■ REQUIREMENT: The output should be the records themselves, given again exactly.

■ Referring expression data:
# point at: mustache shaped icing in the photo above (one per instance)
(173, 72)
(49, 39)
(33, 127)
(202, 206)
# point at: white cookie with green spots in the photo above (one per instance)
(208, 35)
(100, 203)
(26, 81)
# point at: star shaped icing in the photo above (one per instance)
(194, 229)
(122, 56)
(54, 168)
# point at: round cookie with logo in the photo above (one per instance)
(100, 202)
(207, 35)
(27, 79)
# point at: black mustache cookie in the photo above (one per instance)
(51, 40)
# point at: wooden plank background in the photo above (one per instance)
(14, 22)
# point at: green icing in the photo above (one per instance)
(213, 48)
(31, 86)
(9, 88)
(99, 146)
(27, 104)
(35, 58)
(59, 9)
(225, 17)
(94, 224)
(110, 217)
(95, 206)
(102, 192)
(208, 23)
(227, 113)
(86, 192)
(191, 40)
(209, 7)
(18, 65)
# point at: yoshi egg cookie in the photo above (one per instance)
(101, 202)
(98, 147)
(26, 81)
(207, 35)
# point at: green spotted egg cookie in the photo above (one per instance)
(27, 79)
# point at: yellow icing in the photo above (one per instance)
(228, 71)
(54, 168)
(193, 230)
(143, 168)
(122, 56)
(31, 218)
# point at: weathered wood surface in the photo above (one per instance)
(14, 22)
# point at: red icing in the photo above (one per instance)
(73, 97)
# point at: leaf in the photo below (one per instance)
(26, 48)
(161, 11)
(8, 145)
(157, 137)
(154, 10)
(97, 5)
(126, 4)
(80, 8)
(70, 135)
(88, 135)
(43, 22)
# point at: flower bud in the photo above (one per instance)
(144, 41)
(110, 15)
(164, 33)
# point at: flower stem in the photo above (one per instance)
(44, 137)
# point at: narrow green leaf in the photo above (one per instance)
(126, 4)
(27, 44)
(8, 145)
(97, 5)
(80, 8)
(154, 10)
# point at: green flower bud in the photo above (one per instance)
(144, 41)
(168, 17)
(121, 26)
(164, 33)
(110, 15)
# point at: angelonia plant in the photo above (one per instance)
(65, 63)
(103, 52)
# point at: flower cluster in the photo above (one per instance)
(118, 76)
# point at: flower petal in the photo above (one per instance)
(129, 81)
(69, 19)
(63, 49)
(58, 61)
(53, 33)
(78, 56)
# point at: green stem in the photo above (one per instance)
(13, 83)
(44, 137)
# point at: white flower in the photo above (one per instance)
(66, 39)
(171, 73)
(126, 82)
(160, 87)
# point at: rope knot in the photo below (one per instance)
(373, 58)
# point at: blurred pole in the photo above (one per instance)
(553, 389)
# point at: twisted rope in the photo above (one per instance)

■ RESPONSE TO THIS EXERCISE:
# point at: mustache shaped icing in the photo above (one per instance)
(173, 72)
(49, 39)
(33, 127)
(202, 206)
# point at: white cookie with green spots in the photo above (one per instance)
(208, 35)
(100, 203)
(26, 81)
# point at: star shaped icing in the photo above (one per instance)
(194, 229)
(122, 56)
(54, 168)
# point at: round cookie with logo in the photo above (one per instance)
(100, 202)
(207, 35)
(27, 79)
# point at: black mustache cookie in the photo above (one per instance)
(51, 40)
# point at: wooden plank background in the photo above (one per instance)
(14, 22)
# point at: green icing in the photo above (one per instance)
(213, 48)
(31, 86)
(9, 88)
(99, 146)
(27, 104)
(35, 58)
(59, 9)
(225, 17)
(94, 224)
(110, 217)
(95, 206)
(102, 192)
(208, 23)
(227, 113)
(86, 192)
(191, 40)
(209, 7)
(18, 65)
# point at: yoshi egg cookie in the photo above (one per instance)
(101, 202)
(98, 147)
(26, 81)
(207, 35)
# point at: green spotted egg cookie in the photo above (one per instance)
(27, 79)
# point at: yellow icing in the photo above (one per instance)
(228, 71)
(54, 168)
(193, 230)
(143, 168)
(122, 56)
(31, 218)
# point at: weathered wood surface in the photo above (one per instance)
(14, 22)
# point at: red icing in the photo above (one per instance)
(73, 97)
# point at: leaf in the photo below (one per instance)
(26, 48)
(161, 11)
(8, 145)
(157, 137)
(154, 10)
(97, 5)
(126, 4)
(80, 8)
(70, 135)
(88, 135)
(43, 22)
# point at: flower bud in the photo above (one per instance)
(144, 41)
(110, 15)
(164, 33)
# point at: flower stem in the photo above (one per instance)
(44, 137)
# point at: narrow green leaf in the photo above (one per instance)
(126, 4)
(27, 44)
(8, 145)
(97, 5)
(80, 8)
(154, 10)
# point at: green flower bud in the photo above (one per instance)
(144, 41)
(168, 17)
(121, 26)
(164, 33)
(110, 15)
# point at: angelonia plant in the photo above (one per instance)
(65, 63)
(103, 52)
# point at: flower cluster in the photo above (one per instance)
(118, 76)
# point at: flower petal in the photo above (one per instance)
(129, 81)
(69, 19)
(63, 49)
(58, 61)
(53, 33)
(78, 56)
# point at: green stem in the photo above (one per instance)
(13, 83)
(44, 137)
# point at: white flower in the photo above (one per instance)
(66, 39)
(171, 73)
(126, 82)
(160, 87)
# point at: rope knot in the photo below (one per instance)
(373, 58)
# point at: blurred pole in the photo above (one per instance)
(553, 389)
# point at: twisted rope in the photo above (one per instance)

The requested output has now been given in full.